:: INFORMATION SHOWN

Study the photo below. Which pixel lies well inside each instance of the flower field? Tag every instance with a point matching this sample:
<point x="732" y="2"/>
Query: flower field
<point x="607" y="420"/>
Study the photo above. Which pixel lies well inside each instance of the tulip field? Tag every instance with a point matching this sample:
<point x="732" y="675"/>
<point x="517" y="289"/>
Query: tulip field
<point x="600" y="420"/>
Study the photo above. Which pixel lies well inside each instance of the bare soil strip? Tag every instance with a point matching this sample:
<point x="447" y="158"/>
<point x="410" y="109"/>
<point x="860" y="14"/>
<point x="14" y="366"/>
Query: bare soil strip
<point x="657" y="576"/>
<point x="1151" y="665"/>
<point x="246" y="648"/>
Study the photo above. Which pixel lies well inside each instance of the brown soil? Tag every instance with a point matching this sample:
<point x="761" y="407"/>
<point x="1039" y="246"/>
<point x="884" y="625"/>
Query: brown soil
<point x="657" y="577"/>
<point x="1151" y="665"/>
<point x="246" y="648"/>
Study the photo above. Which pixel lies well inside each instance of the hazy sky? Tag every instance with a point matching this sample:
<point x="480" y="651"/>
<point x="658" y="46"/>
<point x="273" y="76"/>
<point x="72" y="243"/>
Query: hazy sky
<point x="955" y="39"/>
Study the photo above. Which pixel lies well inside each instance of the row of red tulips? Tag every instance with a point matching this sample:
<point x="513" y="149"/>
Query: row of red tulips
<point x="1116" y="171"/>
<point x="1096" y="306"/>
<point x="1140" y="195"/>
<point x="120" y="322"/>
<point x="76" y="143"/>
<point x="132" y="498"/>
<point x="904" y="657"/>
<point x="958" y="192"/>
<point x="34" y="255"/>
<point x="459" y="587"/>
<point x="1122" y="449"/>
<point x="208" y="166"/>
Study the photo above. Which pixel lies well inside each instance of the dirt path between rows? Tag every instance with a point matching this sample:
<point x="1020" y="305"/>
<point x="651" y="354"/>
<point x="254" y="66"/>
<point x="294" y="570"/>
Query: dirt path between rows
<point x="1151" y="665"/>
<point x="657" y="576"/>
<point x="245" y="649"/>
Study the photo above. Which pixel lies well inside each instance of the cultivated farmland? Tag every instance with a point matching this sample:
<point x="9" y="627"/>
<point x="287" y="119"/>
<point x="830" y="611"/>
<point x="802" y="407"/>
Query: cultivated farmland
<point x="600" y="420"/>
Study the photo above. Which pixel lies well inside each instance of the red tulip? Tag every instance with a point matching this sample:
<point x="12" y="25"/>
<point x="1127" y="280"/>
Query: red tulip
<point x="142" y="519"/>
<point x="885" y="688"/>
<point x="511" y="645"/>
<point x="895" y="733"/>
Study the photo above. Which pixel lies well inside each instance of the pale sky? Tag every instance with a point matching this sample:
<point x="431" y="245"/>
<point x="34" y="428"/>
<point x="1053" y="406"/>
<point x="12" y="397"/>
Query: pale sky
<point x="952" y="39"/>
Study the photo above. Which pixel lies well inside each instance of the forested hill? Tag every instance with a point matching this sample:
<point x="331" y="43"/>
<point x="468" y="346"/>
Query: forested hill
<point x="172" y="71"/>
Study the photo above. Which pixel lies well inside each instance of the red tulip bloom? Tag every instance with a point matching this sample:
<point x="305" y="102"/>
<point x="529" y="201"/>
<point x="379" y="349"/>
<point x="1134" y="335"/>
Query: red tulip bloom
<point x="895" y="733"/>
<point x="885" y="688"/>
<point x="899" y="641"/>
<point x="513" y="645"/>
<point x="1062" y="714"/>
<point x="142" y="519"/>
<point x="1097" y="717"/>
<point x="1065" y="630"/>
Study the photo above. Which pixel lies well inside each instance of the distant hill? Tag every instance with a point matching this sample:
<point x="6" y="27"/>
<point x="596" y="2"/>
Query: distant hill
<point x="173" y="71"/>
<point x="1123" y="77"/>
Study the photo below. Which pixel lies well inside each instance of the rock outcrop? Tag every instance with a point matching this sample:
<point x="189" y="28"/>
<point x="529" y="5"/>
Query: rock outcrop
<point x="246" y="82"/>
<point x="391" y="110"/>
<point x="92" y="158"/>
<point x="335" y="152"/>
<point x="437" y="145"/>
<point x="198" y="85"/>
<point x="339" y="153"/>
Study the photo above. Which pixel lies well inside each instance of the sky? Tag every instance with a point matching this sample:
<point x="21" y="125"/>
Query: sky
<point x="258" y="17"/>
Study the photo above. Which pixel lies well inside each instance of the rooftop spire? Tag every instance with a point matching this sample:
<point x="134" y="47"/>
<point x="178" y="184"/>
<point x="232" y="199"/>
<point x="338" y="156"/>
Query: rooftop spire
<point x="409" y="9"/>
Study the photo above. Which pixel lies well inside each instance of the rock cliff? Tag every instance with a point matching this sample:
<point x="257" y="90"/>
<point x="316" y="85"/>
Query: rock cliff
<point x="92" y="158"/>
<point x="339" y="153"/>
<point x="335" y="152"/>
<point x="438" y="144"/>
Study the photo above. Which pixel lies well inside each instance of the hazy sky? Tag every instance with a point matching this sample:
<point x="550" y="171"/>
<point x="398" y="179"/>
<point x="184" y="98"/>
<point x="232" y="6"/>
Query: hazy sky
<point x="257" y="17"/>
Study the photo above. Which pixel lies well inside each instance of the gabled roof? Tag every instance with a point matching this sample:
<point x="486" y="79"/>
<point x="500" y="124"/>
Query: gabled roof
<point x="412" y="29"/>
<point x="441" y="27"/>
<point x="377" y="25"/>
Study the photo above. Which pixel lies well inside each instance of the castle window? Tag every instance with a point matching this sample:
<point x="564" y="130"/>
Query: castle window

::::

*REQUIREMENTS*
Copy out every one of the lines above, character for character.

*WORKED SOLUTION*
Study the photo below. Which pixel lies well inside each instance of the flower field? Tag every instance with a point matching this sample:
<point x="732" y="2"/>
Query: flower field
<point x="607" y="420"/>
Study the photo above. Which pixel lies well inside each instance of the tulip field? Tag every instance with a point matching this sample:
<point x="732" y="675"/>
<point x="517" y="289"/>
Query: tulip field
<point x="600" y="420"/>
Study the photo above. Which pixel lies well inside each instance of the bare soil strip? Tag every instance with a point matching this sample:
<point x="447" y="158"/>
<point x="410" y="109"/>
<point x="860" y="14"/>
<point x="14" y="366"/>
Query: bare soil strip
<point x="657" y="576"/>
<point x="1151" y="665"/>
<point x="246" y="648"/>
Study the photo above. Which pixel lies well inside each instance of the brown soil? Tag every instance with a point matching this sample:
<point x="761" y="407"/>
<point x="1039" y="246"/>
<point x="884" y="625"/>
Query: brown soil
<point x="657" y="577"/>
<point x="1151" y="665"/>
<point x="246" y="648"/>
Study the photo above. Which pixel lies well inside each instance of the hazy sky? Tag every instance with a point matching this sample:
<point x="480" y="651"/>
<point x="658" y="46"/>
<point x="273" y="76"/>
<point x="72" y="243"/>
Query: hazy sky
<point x="955" y="39"/>
Study the photo above. Which pixel lies well inside each instance of the row of red tulips? Tag every instance with a point matching this sample:
<point x="513" y="149"/>
Query: row of red tulips
<point x="1116" y="171"/>
<point x="1096" y="306"/>
<point x="1140" y="195"/>
<point x="120" y="322"/>
<point x="76" y="143"/>
<point x="132" y="498"/>
<point x="904" y="657"/>
<point x="958" y="192"/>
<point x="34" y="255"/>
<point x="459" y="587"/>
<point x="1122" y="449"/>
<point x="208" y="166"/>
Study the photo above. Which pixel lies well inside each instance of the dirt path between rows? Tag every instance with a point matching this sample:
<point x="1020" y="305"/>
<point x="651" y="354"/>
<point x="254" y="66"/>
<point x="294" y="570"/>
Query: dirt path between rows
<point x="1151" y="665"/>
<point x="657" y="576"/>
<point x="245" y="649"/>
Study the photo above. Which pixel lies well inside each instance of the cultivated farmland? Tag every instance with a point matching this sample:
<point x="9" y="627"/>
<point x="287" y="119"/>
<point x="830" y="611"/>
<point x="802" y="407"/>
Query: cultivated farmland
<point x="600" y="420"/>
Study the photo above. Which pixel lies well inside each instance of the red tulip? Tag every instance with a point matching this sample:
<point x="12" y="25"/>
<point x="1127" y="280"/>
Query: red tulip
<point x="142" y="519"/>
<point x="885" y="688"/>
<point x="511" y="645"/>
<point x="895" y="733"/>
Study the photo above. Which pixel lies well inside each instance of the pale sky? Tag every instance with a point matching this sample:
<point x="431" y="245"/>
<point x="34" y="428"/>
<point x="1053" y="406"/>
<point x="12" y="397"/>
Query: pale sky
<point x="952" y="39"/>
Study the photo above. Which pixel lies well inside each instance of the forested hill? Tag every instance with a point matching this sample:
<point x="331" y="43"/>
<point x="468" y="346"/>
Query: forested hill
<point x="172" y="71"/>
Study the photo above. Which pixel lies well inside each instance of the red tulip bloom? Tag every instance with a point matching this sample:
<point x="305" y="102"/>
<point x="529" y="201"/>
<point x="379" y="349"/>
<point x="1134" y="335"/>
Query: red tulip bloom
<point x="895" y="733"/>
<point x="885" y="688"/>
<point x="899" y="641"/>
<point x="513" y="645"/>
<point x="1062" y="714"/>
<point x="142" y="519"/>
<point x="1097" y="717"/>
<point x="1065" y="630"/>
Study the photo above. Which pixel lies well inside each instance of the distant hill? Tag every instance with a point matching this sample:
<point x="6" y="27"/>
<point x="596" y="2"/>
Query: distant hill
<point x="173" y="71"/>
<point x="1123" y="77"/>
Study the photo below. Which pixel lies well inside each instance of the rock outcrop? Tag every instance with a point matching this sample:
<point x="189" y="28"/>
<point x="529" y="5"/>
Query: rock outcrop
<point x="246" y="82"/>
<point x="391" y="110"/>
<point x="92" y="158"/>
<point x="335" y="152"/>
<point x="437" y="145"/>
<point x="198" y="85"/>
<point x="339" y="153"/>
Study the photo above. Which pixel lies well inside each instance of the sky? Tag every instance with a point matching this sample:
<point x="21" y="125"/>
Query: sky
<point x="258" y="17"/>
Study the photo above. Which pixel lies well inside each instance of the rooftop spire? Tag every instance with a point matching this sample:
<point x="134" y="47"/>
<point x="178" y="184"/>
<point x="232" y="199"/>
<point x="338" y="156"/>
Query: rooftop spire
<point x="409" y="9"/>
Study the photo above. Which pixel lies well inside each instance of the rock cliff? Tag every instance with a point matching this sample:
<point x="257" y="90"/>
<point x="316" y="85"/>
Query: rock cliff
<point x="92" y="158"/>
<point x="339" y="153"/>
<point x="335" y="152"/>
<point x="438" y="144"/>
Study the photo above. Which pixel lies well inside each instance of the hazy sky? Tag every instance with a point matching this sample:
<point x="550" y="171"/>
<point x="398" y="179"/>
<point x="184" y="98"/>
<point x="232" y="6"/>
Query: hazy sky
<point x="257" y="17"/>
Study the photo above. Which pixel lies well inside each instance of the gabled roof? Tag every instance with a point matching this sample:
<point x="486" y="79"/>
<point x="500" y="124"/>
Query: gabled roof
<point x="412" y="29"/>
<point x="441" y="27"/>
<point x="377" y="25"/>
Study the photo above. Which pixel lies well inside each instance of the castle window? Tag every instance with a point matching this sample:
<point x="564" y="130"/>
Query: castle window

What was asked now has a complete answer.